What the exercise asks
Please print all of the material below, word for word.

## begin

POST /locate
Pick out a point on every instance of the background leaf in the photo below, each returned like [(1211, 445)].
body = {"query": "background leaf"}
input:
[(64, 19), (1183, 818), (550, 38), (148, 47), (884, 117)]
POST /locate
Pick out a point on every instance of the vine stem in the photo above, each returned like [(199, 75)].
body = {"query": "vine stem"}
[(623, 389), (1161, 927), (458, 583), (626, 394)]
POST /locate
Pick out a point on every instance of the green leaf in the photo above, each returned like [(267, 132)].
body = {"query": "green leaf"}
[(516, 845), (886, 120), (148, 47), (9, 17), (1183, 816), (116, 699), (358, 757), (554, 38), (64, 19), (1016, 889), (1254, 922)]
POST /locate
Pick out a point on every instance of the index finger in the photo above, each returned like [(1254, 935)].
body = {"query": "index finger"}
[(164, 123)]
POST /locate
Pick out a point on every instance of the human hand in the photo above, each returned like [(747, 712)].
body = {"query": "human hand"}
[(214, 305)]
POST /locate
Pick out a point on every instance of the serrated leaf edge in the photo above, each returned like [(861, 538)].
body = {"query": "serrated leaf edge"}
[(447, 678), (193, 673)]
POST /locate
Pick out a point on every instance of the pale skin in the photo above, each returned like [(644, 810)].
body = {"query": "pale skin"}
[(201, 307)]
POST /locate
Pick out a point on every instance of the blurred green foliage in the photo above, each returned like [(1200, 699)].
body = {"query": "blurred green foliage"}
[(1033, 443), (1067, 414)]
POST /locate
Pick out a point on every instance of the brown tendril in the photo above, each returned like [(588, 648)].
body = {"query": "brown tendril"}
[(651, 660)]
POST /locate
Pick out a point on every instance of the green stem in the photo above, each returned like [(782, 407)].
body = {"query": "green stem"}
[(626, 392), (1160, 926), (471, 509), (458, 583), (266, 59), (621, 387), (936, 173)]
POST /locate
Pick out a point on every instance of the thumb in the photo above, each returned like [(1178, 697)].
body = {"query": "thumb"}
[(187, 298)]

## end

Answer in full
POST /locate
Pick out a point on every instance of the background leaf in the photo below, each returned like [(1211, 445)].
body = {"query": "background leaf"}
input:
[(64, 19), (1183, 818), (550, 38), (148, 47), (884, 117)]
POST /locate
Pick out a point on every instance of the vine stem in the photo above, each returned like [(199, 75)].
body = {"query": "vine stem"}
[(623, 389), (1161, 927), (458, 583), (626, 394)]
POST /locate
Pick out a point on every instance of the green leaf in the photo above, each returned like [(267, 132)].
body = {"query": "green leaf"}
[(516, 845), (886, 120), (148, 47), (9, 17), (1183, 816), (116, 699), (358, 757), (554, 38), (64, 19), (1016, 889), (1254, 922)]
POST /locate
Pick out a point on every instance of the index finger in the photo above, each returned like [(1254, 935)].
body = {"query": "index finger"}
[(164, 123)]
POST /locate
Pick out a point on every instance of the human hand in the photo above, each returned like [(747, 712)].
body = {"query": "human hand"}
[(214, 305)]
POST /locate
Pick out a point on every instance of the serrated leaf edge in the photo above, each returned like [(861, 538)].
body = {"query": "serrated leaf edge"}
[(447, 678), (193, 673)]
POST /locate
Pick out a point on every instance of the pale skin in the photo above, each returned like [(644, 810)].
body = {"query": "pale skin"}
[(201, 307)]
POST /locate
Pick out a point on every instance of the blurred green foliage in the photo above, each returned like [(1200, 699)].
body = {"query": "blurred green foliage"}
[(1033, 443), (1067, 414)]
POST /locate
Pick out a point on every instance of the brown tendril in the photo above, each returned like [(588, 648)].
body = {"query": "brown tendril"}
[(651, 660)]
POST /locate
Pick out a point on every instance of the green stem in the photo above, each returned like [(782, 407)].
body = {"query": "green stem"}
[(626, 392), (1160, 926), (471, 509), (458, 583), (266, 59), (621, 387), (936, 173)]
POST /locate
Pick out a point on every instance of the thumb in the photo above, each returned like [(1178, 697)].
body = {"query": "thumb"}
[(187, 298)]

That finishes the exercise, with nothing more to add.